YOUR TASKS:
a: Reproduce the part of the terms and conditions excerpt between "e.        This clause" and "of dispatched quantity.", inclusive.
b: According to the terms and conditions excerpt, when does ownership of goods pass to the buyer?

SOURCE PASSAGE:

--- START ---

35.     The client will also indemnify the consultant for any damages, loss or costs the Consultant, as a result of providing the services, must pay or suffers under its Deed of Appointment with the Director of Land Transport Safety to be a heavy motor vehicle specialist certifier. However, this indemnity will not apply to the extent that the damages, costs or loss are due to any breach by the Consultant of its common law duty of care to the Director when performing its obligations under the Deed of Appointment.

36.     The Consultant advises that the Consultant have insurance as required by clause 59 of the LTSA Deed of Appointment subject to this variation.

37.     The client has the right to complain to the company or directly appeal to the LTSA Helpdesk 0800 699 000 if dissatisfied with any matter related to the certification.


Purchase of goods

38.     Ownership of goods shall not pass to the buyer until the buyer has discharged all outstanding indebtedness to the company.  Until payment in full of such indebtedness has been made, the purchaser acknowledges and agrees that:-

           a.        The goods supplied are held by the purchaser as bailee to be sold by it as agent for and on behalf of the vendor.

           b.        The purchaser shall as directed by the vendor store the goods supplied in such a way that it is clear that they are the property of the vendor.

           c.        The purchaser hereby irrevocably gives the vendor, its servants and agents, leave and licence without the necessity of giving any notice to enter on and into any premises occupied by the purchaser to search for and remove any of the goods supplied to or in which the vendor has ownership as aforesaid without in any way being liable to the purchaser or any person or company claiming through the purchaser, and if the goods or any of them are wholly or partly attached to or incorporated in any other goods, the vendor may where practical sever in any way whatsoever as may be necessary to remove the goods.

           d.        If the goods have been resold by the purchaser prior to payment in full of the outstanding indebtedness of the purchaser, then the proceeds of such sale shall be the property of the vendor but for an amount no more than such indebtedness.

           e.        This clause is intended to protect the vendor in the event of the insolvency for default in payment by the purchaser.

39.     A clean receipt by the company in the form of a Carries Bill of loading, Consignment notes etc., shall be evidence of delivery and of dispatched quantity.

40.     The company will use its best endeavours to deliver your order by the quoted delivery date but the company will not be liable for delays, shortages or non-delivery arising from circumstances beyond its reasonable control. Deliveries from stock are offered subject to being unsold on receipt of order.

41.     The company reserves the right to refuse cancellation of any order.

--- END ---

DATASET EXTRACT:
--- START ---

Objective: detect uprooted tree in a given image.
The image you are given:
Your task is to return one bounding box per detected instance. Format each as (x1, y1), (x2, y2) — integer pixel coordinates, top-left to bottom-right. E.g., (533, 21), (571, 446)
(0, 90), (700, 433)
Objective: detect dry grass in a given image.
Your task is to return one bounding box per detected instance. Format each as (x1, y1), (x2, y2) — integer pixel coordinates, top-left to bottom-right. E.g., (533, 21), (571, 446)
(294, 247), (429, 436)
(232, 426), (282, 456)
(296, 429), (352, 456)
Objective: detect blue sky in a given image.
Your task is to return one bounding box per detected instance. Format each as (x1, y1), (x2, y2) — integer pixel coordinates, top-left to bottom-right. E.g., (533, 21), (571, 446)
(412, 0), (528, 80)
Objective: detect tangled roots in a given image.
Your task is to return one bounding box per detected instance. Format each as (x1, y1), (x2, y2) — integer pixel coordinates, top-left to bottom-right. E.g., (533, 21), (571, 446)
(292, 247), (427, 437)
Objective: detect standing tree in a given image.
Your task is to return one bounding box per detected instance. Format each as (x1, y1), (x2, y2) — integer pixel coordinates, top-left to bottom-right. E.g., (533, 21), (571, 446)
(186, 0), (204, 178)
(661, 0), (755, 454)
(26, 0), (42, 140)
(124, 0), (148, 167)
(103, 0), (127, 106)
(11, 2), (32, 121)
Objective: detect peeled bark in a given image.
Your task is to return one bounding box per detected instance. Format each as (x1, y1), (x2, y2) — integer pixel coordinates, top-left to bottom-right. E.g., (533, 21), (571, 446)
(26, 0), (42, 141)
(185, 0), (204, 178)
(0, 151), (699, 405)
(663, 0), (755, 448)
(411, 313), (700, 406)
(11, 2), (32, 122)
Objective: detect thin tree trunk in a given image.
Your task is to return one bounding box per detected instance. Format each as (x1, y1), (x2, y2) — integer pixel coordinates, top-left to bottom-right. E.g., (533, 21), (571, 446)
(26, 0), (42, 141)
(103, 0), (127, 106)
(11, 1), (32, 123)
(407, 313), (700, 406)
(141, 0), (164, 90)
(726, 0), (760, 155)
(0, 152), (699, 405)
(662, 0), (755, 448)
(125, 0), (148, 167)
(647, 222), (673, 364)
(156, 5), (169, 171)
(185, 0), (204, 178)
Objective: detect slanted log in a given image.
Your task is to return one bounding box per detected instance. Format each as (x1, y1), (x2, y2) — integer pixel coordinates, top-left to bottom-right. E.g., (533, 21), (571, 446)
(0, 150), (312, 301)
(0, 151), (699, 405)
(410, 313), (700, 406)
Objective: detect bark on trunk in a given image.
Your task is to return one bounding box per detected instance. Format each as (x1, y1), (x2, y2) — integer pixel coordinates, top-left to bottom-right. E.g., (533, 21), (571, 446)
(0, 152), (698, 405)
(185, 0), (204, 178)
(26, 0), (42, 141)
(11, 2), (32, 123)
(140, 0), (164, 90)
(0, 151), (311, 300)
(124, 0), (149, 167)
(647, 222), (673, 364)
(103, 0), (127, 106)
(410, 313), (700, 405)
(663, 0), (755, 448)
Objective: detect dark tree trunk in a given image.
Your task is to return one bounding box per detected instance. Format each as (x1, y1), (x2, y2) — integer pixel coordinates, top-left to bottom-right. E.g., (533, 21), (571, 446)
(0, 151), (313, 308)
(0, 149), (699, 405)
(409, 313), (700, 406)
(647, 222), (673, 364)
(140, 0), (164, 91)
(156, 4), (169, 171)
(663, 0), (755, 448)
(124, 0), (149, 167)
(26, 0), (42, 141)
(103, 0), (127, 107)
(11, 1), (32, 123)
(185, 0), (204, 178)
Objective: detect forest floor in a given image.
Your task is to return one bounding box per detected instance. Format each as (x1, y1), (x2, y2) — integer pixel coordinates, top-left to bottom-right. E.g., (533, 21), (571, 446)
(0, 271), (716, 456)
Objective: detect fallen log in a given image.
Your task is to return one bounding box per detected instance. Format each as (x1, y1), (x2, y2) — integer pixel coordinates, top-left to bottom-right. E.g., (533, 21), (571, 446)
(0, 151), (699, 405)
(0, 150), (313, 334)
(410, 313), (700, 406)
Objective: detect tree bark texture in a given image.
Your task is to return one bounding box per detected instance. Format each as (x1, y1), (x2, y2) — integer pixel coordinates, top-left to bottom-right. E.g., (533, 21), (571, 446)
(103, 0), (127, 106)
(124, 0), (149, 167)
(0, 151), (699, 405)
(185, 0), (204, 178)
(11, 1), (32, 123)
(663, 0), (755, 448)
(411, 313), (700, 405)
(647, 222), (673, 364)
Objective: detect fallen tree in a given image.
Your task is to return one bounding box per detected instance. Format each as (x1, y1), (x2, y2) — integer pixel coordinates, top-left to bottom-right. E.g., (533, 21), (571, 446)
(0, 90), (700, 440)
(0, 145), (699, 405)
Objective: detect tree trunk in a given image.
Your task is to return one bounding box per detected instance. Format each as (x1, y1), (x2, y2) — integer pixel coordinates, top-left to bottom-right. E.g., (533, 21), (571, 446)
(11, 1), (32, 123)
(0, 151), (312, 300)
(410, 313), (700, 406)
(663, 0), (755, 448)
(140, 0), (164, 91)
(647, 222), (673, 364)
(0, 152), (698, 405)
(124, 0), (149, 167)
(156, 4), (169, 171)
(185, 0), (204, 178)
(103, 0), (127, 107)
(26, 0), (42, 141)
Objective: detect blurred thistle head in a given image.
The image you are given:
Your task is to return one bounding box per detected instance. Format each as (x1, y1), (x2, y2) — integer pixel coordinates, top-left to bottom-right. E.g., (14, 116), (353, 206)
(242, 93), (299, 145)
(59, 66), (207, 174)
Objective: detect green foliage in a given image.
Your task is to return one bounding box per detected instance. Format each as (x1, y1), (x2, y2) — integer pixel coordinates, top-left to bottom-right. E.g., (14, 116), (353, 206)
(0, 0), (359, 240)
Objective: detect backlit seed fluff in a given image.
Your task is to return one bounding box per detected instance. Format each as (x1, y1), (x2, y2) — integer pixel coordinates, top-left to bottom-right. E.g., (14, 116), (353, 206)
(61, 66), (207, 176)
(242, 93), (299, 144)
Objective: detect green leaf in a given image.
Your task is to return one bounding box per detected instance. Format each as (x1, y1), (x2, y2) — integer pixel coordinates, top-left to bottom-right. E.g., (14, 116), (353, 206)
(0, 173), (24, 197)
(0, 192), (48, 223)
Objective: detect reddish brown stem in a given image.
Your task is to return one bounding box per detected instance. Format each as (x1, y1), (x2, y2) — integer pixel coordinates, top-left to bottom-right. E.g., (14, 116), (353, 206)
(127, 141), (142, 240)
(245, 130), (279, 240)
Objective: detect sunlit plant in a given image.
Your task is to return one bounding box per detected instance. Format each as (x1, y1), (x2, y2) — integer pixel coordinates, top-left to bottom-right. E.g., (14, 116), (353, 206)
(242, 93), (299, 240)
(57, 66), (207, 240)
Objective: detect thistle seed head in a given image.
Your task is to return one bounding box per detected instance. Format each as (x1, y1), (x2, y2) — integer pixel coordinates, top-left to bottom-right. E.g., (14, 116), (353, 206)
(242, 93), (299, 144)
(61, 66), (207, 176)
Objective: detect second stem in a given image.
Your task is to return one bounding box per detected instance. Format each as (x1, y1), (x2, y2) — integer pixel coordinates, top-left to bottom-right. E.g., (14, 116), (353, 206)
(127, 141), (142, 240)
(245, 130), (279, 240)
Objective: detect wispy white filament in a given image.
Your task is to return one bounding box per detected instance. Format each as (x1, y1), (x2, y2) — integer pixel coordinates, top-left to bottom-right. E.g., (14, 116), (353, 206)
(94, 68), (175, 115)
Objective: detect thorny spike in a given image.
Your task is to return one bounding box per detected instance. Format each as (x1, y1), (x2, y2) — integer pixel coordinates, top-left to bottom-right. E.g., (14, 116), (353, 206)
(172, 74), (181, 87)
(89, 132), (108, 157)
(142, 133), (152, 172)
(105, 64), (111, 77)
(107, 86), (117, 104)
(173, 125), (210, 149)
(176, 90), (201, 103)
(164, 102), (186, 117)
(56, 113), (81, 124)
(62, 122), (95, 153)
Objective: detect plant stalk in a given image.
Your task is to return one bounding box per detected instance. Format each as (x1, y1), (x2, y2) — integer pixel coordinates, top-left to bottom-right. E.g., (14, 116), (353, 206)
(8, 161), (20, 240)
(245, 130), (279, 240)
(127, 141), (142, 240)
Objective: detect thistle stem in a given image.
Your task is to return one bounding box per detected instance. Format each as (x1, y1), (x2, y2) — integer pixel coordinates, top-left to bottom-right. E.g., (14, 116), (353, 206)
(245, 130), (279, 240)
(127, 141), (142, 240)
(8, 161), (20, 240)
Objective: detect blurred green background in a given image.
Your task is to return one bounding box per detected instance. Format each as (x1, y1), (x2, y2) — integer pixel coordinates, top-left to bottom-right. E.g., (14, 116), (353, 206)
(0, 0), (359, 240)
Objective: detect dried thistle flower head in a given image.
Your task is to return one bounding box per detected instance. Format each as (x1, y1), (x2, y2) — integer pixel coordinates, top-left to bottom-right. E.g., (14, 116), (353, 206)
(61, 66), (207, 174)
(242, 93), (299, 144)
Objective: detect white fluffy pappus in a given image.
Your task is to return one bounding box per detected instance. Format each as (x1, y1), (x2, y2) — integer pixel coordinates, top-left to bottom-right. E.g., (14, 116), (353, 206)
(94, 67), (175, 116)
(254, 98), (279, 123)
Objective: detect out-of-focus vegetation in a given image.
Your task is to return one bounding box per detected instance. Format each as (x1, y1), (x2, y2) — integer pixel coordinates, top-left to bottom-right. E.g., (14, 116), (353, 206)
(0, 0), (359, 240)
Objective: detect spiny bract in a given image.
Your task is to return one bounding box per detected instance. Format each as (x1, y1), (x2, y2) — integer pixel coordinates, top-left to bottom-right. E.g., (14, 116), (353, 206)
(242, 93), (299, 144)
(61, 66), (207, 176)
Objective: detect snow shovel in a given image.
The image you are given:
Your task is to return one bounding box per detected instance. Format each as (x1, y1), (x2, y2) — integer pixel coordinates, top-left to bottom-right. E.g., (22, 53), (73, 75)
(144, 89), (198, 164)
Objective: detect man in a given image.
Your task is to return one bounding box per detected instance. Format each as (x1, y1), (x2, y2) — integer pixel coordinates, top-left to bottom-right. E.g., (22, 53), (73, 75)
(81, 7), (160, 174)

--- END ---

YOUR WRITTEN ANSWERS:
a:
e.        This clause is intended to protect the vendor in the event of the insolvency for default in payment by the purchaser.

39.     A clean receipt by the company in the form of a Carries Bill of loading, Consignment notes etc., shall be evidence of delivery and of dispatched quantity.

b: Ownership passes once the buyer has discharged all outstanding indebtedness to the company.